* [DOCUMENT PASSAGE]
Staying Alive: in praise of survival games

Sometimes, the "trying not to die" element of a video game is the best part.

The Bush Tucker Man was a hero of mine as a kid. There he was surviving in the wilds of Australia, arguably the most hostile place in the world, crawling with poisonous spiders, giant mutant pigs, armies of vicious bandits and bitter cricketers.

It was The Bush Tucker Man that came to mind most strongly when I first started to play STALKER: Shadows of Chernobyl. There was a story to STALKER, there was a plot, but for me it was always about roaming the countryside, such as it was, nosing around and trying not to die. The AI system that governed wandering monsters and characters would mean that something interesting could happen organically, such as a bandit raid on a neutral group of Stalkers, or mobs of mutants might wander into each other. Periodically radioactive storms called blowouts would force everybody into cover and bring more mutants out of their holes. The day and night cycle also changed the game, being out at night, often without anything better than very grainy night vision gear, or worse just a torch, was rarely a good plan.

(Excerpts of pointing data)

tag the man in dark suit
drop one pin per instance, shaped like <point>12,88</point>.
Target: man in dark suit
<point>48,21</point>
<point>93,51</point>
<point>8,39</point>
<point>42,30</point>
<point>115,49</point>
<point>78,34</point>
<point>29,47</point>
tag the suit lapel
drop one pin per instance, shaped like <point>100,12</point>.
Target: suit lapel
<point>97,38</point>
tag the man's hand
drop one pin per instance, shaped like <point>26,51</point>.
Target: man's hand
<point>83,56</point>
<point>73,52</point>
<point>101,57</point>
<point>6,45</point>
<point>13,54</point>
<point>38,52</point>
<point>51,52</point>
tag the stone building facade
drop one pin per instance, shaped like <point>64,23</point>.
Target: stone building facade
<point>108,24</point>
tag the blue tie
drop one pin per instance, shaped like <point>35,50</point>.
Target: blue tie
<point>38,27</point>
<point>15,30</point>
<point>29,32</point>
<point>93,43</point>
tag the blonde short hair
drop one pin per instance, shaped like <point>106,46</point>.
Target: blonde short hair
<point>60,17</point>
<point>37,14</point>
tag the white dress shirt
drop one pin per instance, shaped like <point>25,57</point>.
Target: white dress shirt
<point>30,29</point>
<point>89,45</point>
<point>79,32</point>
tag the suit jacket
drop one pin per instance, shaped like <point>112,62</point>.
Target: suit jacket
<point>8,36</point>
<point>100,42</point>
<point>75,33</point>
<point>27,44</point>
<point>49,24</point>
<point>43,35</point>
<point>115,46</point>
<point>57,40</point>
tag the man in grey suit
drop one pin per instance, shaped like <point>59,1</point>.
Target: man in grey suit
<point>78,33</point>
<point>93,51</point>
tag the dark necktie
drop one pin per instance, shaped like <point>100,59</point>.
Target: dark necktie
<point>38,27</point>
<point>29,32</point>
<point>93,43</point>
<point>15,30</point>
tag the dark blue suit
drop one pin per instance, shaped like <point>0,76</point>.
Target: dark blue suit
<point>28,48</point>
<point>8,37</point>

* [YOUR GOAL]
Revise the survival games article from "The Bush Tucker Man was" up to and including "bandits and bitter cricketers.", swapping "poisonous spiders" for "venomous snakes".

* [CORRECT RESPONSE]
The Bush Tucker Man was a hero of mine as a kid. There he was surviving in the wilds of Australia, arguably the most hostile place in the world, crawling with venomous snakes, giant mutant pigs, armies of vicious bandits and bitter cricketers.